Stored records:
□ □ □ □ □ □ □
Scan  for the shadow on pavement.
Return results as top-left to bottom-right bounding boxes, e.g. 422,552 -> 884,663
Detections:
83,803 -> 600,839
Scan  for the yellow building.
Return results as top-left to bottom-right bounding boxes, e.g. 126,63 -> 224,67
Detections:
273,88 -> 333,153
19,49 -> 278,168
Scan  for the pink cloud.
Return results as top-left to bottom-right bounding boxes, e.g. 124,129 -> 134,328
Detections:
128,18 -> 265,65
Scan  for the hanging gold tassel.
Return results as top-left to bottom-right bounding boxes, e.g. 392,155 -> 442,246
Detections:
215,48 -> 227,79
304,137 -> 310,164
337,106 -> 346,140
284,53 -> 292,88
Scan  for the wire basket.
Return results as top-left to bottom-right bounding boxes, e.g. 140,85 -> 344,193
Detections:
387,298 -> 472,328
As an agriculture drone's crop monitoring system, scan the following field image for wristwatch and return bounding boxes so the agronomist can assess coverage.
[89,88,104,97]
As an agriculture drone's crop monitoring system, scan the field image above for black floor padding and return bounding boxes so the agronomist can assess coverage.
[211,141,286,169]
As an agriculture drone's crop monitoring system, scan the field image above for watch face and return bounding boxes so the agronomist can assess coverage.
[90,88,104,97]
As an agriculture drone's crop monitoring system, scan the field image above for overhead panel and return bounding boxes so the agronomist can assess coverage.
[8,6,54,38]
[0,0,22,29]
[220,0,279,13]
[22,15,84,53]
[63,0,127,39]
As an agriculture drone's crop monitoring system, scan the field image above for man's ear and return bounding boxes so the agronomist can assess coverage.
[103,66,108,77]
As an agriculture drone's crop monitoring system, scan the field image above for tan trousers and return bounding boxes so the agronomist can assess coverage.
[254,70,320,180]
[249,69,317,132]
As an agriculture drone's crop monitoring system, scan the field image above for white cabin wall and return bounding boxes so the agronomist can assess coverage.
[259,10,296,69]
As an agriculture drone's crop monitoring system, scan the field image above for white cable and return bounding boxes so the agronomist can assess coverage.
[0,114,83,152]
□ □ □ □ □ □ □
### EXERCISE AIM
Please render every line of the data above as a Markdown table with a Row column for the row number and a Line column for the line itself, omitting any blank lines.

### TASK RESPONSE
| Row | Line |
|---|---|
| 1 | Scan  for the shadow on pavement. |
| 2 | Return results as top-left to bottom-right bounding boxes, e.g. 422,552 -> 884,663 |
| 3 | Detections: |
| 4 | 83,803 -> 600,839 |
| 5 | Scan  for the yellow building. |
| 6 | Return results as top-left to bottom-right bounding boxes, e.g. 126,63 -> 224,67 |
| 7 | Detections: |
| 8 | 273,88 -> 333,153 |
| 9 | 19,49 -> 278,168 |
| 10 | Scan  for the pink cloud. |
| 11 | Return results as top-left to bottom-right bounding boxes, e.g. 124,129 -> 134,328 |
| 12 | Detections: |
| 13 | 128,18 -> 265,65 |
| 14 | Scan  for the hanging gold tassel. |
| 15 | Return results as top-left to bottom-right bounding boxes, e.g. 392,155 -> 442,246 |
| 16 | Detections: |
| 17 | 215,48 -> 227,79 |
| 18 | 304,137 -> 310,164 |
| 19 | 337,106 -> 346,140 |
| 20 | 284,53 -> 292,88 |
| 21 | Scan  for the wire basket. |
| 22 | Return results as top-left to bottom-right bounding boxes, e.g. 140,85 -> 344,193 |
| 23 | Detections: |
| 24 | 387,298 -> 472,328 |
| 25 | As an agriculture drone's crop monitoring system, scan the following field image for wristwatch and return bounding boxes so the agronomist can assess coverage. |
| 26 | [89,88,104,97] |
| 27 | As an agriculture drone's crop monitoring system, scan the field image above for black floor padding and return bounding boxes so the agronomist can assess coverage. |
| 28 | [211,141,286,169] |
| 29 | As an agriculture drone's crop monitoring system, scan the field image above for watch face and return bounding boxes so the agronomist can assess coverage. |
| 30 | [90,88,104,97] |
| 31 | As an agriculture drone's crop monitoring system, scan the field image above for overhead panel and return bounding boxes so the agronomist can assess coverage. |
| 32 | [8,6,54,38] |
| 33 | [0,0,22,29] |
| 34 | [220,0,279,13] |
| 35 | [22,15,84,53] |
| 36 | [63,0,127,39] |
| 37 | As an agriculture drone's crop monitoring system, scan the field image above for man's ear and return bounding boxes so the agronomist can assess coverage. |
| 38 | [103,66,108,77] |
| 39 | As an agriculture drone's crop monitoring system, scan the field image above for tan trousers and return bounding boxes so the agronomist can assess coverage. |
| 40 | [254,70,320,180] |
| 41 | [249,69,317,132] |
| 42 | As an agriculture drone's crop monitoring system, scan the field image above for white cabin wall and return bounding boxes so the agronomist can assess coverage. |
| 43 | [259,10,296,69] |
| 44 | As an agriculture drone's crop monitoring system, scan the field image above for white cable and return bounding boxes so the agronomist can assess coverage. |
| 45 | [0,114,83,152] |